» Requirements
The records below are to be quoted in full; please keep every word exact.
[BEGIN]
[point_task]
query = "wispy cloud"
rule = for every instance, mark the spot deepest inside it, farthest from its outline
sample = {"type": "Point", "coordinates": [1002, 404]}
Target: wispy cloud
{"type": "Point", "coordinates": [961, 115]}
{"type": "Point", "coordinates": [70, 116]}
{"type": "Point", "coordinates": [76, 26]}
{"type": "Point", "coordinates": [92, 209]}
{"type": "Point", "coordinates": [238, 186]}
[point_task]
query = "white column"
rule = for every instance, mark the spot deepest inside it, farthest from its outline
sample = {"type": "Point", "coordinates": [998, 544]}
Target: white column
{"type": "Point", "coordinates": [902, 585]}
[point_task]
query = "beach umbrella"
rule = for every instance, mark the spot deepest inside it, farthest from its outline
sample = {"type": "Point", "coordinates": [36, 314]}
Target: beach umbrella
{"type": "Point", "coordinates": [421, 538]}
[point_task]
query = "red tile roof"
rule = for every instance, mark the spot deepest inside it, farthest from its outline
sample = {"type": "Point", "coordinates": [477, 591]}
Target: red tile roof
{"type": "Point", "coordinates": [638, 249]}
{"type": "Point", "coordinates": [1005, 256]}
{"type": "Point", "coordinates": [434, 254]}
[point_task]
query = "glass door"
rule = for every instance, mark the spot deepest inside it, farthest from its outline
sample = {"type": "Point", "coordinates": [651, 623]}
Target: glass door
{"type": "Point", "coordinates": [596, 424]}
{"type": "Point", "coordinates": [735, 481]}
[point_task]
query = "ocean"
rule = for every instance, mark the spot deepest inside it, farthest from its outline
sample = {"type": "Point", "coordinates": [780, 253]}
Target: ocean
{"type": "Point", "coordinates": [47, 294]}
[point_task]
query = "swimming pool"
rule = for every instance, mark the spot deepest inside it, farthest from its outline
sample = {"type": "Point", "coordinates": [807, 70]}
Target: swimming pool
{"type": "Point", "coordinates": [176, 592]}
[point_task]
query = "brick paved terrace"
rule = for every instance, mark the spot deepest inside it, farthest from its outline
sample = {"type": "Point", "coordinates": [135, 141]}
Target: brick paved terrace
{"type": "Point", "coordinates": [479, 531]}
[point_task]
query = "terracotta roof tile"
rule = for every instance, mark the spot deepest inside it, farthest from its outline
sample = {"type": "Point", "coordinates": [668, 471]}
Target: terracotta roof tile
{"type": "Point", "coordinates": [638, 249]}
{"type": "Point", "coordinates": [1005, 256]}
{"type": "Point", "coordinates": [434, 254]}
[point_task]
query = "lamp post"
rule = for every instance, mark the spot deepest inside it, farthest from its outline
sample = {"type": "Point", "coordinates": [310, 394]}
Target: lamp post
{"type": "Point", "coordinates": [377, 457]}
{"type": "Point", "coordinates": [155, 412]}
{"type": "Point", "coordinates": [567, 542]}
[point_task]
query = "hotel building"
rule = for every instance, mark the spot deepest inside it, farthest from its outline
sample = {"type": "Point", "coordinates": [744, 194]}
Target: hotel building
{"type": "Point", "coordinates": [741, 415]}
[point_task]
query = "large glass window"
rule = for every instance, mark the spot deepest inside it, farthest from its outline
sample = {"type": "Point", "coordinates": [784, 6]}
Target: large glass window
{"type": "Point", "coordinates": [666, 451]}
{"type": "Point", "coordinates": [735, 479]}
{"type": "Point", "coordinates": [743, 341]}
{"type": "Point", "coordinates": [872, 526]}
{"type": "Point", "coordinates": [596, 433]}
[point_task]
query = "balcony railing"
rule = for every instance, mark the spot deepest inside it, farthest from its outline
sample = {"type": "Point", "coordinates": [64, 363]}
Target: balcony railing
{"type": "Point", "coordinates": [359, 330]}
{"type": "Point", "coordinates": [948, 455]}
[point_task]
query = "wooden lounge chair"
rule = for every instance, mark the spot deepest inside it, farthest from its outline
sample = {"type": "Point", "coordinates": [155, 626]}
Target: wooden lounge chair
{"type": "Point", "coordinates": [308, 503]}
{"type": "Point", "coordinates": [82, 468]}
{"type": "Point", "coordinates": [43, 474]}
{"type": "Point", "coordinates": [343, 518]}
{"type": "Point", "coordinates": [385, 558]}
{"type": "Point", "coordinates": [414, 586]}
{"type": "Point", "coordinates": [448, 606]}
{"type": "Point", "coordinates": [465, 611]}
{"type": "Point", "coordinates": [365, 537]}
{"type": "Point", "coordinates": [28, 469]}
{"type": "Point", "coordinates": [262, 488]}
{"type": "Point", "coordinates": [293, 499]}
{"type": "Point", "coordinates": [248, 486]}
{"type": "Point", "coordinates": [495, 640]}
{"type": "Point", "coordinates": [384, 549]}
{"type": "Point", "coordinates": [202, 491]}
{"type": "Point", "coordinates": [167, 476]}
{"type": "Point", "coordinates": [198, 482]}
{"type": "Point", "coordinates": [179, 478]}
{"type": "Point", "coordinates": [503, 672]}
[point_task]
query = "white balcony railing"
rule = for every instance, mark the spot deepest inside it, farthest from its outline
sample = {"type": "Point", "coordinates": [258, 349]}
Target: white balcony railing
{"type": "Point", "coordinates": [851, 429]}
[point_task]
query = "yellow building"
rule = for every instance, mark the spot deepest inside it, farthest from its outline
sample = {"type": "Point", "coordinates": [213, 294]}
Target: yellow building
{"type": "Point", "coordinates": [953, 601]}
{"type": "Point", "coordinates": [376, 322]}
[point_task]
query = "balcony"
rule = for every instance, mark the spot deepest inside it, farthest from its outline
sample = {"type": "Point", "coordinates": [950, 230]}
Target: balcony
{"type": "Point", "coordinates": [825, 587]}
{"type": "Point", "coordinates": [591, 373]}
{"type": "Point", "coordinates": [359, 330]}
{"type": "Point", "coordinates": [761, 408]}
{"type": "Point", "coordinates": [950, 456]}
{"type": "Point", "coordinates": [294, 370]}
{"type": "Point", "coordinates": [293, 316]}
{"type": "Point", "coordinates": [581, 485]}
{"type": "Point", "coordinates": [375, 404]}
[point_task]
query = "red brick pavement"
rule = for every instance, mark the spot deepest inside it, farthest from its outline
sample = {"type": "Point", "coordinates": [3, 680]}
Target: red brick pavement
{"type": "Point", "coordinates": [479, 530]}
[END]
» Solution
[point_task]
query = "wispy cloud"
rule = for every instance, mark the spot deepest inside it, farthest from its outline
sample = {"type": "Point", "coordinates": [1002, 404]}
Target: wispy cloud
{"type": "Point", "coordinates": [961, 115]}
{"type": "Point", "coordinates": [70, 116]}
{"type": "Point", "coordinates": [76, 26]}
{"type": "Point", "coordinates": [92, 209]}
{"type": "Point", "coordinates": [238, 186]}
[point_task]
query = "white column"
rule = for every instance, mark the spot deepest inside it, farthest from its outline
sample = {"type": "Point", "coordinates": [998, 544]}
Target: white column
{"type": "Point", "coordinates": [902, 585]}
[point_task]
query = "beach umbrella"
rule = for every instance, mark the spot deepest inside it, farthest from its outline
sample = {"type": "Point", "coordinates": [36, 314]}
Target: beach umbrella
{"type": "Point", "coordinates": [421, 538]}
[point_task]
query = "red tile roof"
rule = for every instance, mark the spot deepest inside it, farthest from its outline
sample = {"type": "Point", "coordinates": [477, 591]}
Target: red tile roof
{"type": "Point", "coordinates": [638, 249]}
{"type": "Point", "coordinates": [1005, 256]}
{"type": "Point", "coordinates": [434, 254]}
[point_task]
query = "glass door"
rule = for every instance, mark the spot deepest inside it, farthest from its outline
sample = {"type": "Point", "coordinates": [651, 623]}
Target: glass door
{"type": "Point", "coordinates": [596, 424]}
{"type": "Point", "coordinates": [735, 481]}
[point_task]
query = "ocean"
rule = for every instance, mark the spot deepest inside it, farthest from its outline
sample = {"type": "Point", "coordinates": [780, 253]}
Target: ocean
{"type": "Point", "coordinates": [47, 294]}
[point_task]
query = "swimming pool"
rule = for every instance, mark the spot deepest inside it, farthest from its outline
sample = {"type": "Point", "coordinates": [807, 70]}
Target: swimming pool
{"type": "Point", "coordinates": [176, 592]}
[point_task]
query = "brick paved terrace"
rule = for every instance, mark the spot deepest inside it, farthest from its outline
sample = {"type": "Point", "coordinates": [135, 141]}
Target: brick paved terrace
{"type": "Point", "coordinates": [479, 531]}
[point_task]
query = "terracotta roof tile"
rule = for every instance, mark the spot deepest inside it, farthest from its outline
sample = {"type": "Point", "coordinates": [668, 471]}
Target: terracotta roof tile
{"type": "Point", "coordinates": [638, 249]}
{"type": "Point", "coordinates": [1005, 256]}
{"type": "Point", "coordinates": [434, 254]}
[point_task]
query = "lamp post"
rule = for every instance, mark the spot deepest inside it, farthest from its outline
sample = {"type": "Point", "coordinates": [310, 394]}
Target: lamp post
{"type": "Point", "coordinates": [377, 457]}
{"type": "Point", "coordinates": [155, 412]}
{"type": "Point", "coordinates": [567, 542]}
[point_task]
query = "hotel building"
rule = for every instance, mark the spot deepest inside it, farthest from its outline
sample = {"type": "Point", "coordinates": [744, 194]}
Target: hotel building
{"type": "Point", "coordinates": [741, 415]}
[point_task]
query = "large glass window"
rule = for every instance, mark the spot deepest inside it, farthest from its outline
sample = {"type": "Point", "coordinates": [784, 6]}
Target: large glass window
{"type": "Point", "coordinates": [666, 451]}
{"type": "Point", "coordinates": [735, 479]}
{"type": "Point", "coordinates": [743, 341]}
{"type": "Point", "coordinates": [872, 526]}
{"type": "Point", "coordinates": [596, 433]}
[point_task]
query = "balcony railing"
rule = for every instance, mark the spot deepest inside it, farthest from its outline
sample = {"type": "Point", "coordinates": [64, 363]}
Target: balcony railing
{"type": "Point", "coordinates": [359, 330]}
{"type": "Point", "coordinates": [948, 455]}
[point_task]
query = "wooden lounge chair"
rule = for every instance, mark the spot deepest inside it, farthest from its outline
sample = {"type": "Point", "coordinates": [155, 626]}
Target: wooden lounge chair
{"type": "Point", "coordinates": [308, 503]}
{"type": "Point", "coordinates": [82, 468]}
{"type": "Point", "coordinates": [43, 474]}
{"type": "Point", "coordinates": [343, 518]}
{"type": "Point", "coordinates": [385, 558]}
{"type": "Point", "coordinates": [414, 586]}
{"type": "Point", "coordinates": [448, 606]}
{"type": "Point", "coordinates": [465, 611]}
{"type": "Point", "coordinates": [365, 537]}
{"type": "Point", "coordinates": [28, 469]}
{"type": "Point", "coordinates": [262, 488]}
{"type": "Point", "coordinates": [293, 499]}
{"type": "Point", "coordinates": [248, 486]}
{"type": "Point", "coordinates": [495, 640]}
{"type": "Point", "coordinates": [384, 549]}
{"type": "Point", "coordinates": [202, 491]}
{"type": "Point", "coordinates": [167, 476]}
{"type": "Point", "coordinates": [198, 482]}
{"type": "Point", "coordinates": [179, 478]}
{"type": "Point", "coordinates": [503, 672]}
[point_task]
query = "white balcony railing"
rule = for every instance, mark the spot deepest inside it, farthest from its outline
sample = {"type": "Point", "coordinates": [258, 349]}
Target: white balcony railing
{"type": "Point", "coordinates": [851, 429]}
[point_task]
query = "yellow building"
rule = for every instance, mark the spot deepest inside it, farthest from its outline
sample = {"type": "Point", "coordinates": [213, 294]}
Target: yellow building
{"type": "Point", "coordinates": [953, 601]}
{"type": "Point", "coordinates": [376, 322]}
[point_task]
query = "balcony"
rule = for every instance, mark the spot deepest inside it, farthest from its outline
sample = {"type": "Point", "coordinates": [950, 230]}
Target: balcony
{"type": "Point", "coordinates": [825, 587]}
{"type": "Point", "coordinates": [591, 373]}
{"type": "Point", "coordinates": [359, 330]}
{"type": "Point", "coordinates": [761, 408]}
{"type": "Point", "coordinates": [950, 456]}
{"type": "Point", "coordinates": [294, 370]}
{"type": "Point", "coordinates": [293, 316]}
{"type": "Point", "coordinates": [581, 485]}
{"type": "Point", "coordinates": [375, 404]}
[point_task]
query = "red brick pavement"
rule = for every instance, mark the spot deepest inside it, farthest from its outline
sample = {"type": "Point", "coordinates": [3, 680]}
Target: red brick pavement
{"type": "Point", "coordinates": [479, 530]}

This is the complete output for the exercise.